↓
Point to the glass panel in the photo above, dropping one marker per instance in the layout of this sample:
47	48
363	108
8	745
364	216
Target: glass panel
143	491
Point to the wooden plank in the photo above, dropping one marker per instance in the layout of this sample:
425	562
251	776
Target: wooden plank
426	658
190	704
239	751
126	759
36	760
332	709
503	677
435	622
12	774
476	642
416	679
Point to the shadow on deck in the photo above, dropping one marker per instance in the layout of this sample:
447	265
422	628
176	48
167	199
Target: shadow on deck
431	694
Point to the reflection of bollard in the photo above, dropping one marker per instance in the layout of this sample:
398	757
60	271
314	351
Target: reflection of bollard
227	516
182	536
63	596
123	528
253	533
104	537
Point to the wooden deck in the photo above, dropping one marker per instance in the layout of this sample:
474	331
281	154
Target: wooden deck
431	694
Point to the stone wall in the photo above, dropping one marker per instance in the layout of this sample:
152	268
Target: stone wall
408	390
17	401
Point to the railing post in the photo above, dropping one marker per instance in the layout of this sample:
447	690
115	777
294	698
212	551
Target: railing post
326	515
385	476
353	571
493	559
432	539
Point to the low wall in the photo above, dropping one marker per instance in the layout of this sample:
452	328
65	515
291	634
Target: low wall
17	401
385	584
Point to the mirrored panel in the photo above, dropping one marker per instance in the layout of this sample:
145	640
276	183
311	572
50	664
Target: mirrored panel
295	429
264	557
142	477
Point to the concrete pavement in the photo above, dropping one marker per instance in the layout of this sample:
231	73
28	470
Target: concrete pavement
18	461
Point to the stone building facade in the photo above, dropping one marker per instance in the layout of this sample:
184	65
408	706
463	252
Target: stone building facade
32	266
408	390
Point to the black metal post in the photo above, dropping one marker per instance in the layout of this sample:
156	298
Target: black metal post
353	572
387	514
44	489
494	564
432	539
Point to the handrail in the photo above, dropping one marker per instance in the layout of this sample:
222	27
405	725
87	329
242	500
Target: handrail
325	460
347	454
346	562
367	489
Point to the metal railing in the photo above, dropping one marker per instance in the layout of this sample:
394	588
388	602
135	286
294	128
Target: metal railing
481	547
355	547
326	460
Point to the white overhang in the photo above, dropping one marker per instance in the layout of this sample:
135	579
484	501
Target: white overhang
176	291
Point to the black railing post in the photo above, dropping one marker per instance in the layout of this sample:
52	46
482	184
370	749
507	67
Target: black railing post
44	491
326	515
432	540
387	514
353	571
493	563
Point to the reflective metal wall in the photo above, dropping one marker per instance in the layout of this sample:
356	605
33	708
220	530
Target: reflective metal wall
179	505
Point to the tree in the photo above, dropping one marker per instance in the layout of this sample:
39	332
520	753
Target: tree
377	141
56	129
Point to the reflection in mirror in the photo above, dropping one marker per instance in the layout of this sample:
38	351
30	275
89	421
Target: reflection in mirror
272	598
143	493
↑
■ EXERCISE AIM
Reproduce the records from the line containing "Point to the reflection in" through the end of the records, requests included, adding 44 to each coordinate value in the answer points.

■ RIGHT ANSWER
Point to the reflection in mirror in the photo above, dropping one marker per instance in the layout of this sample:
38	351
30	275
89	421
Target: reflection in mirror
316	642
187	537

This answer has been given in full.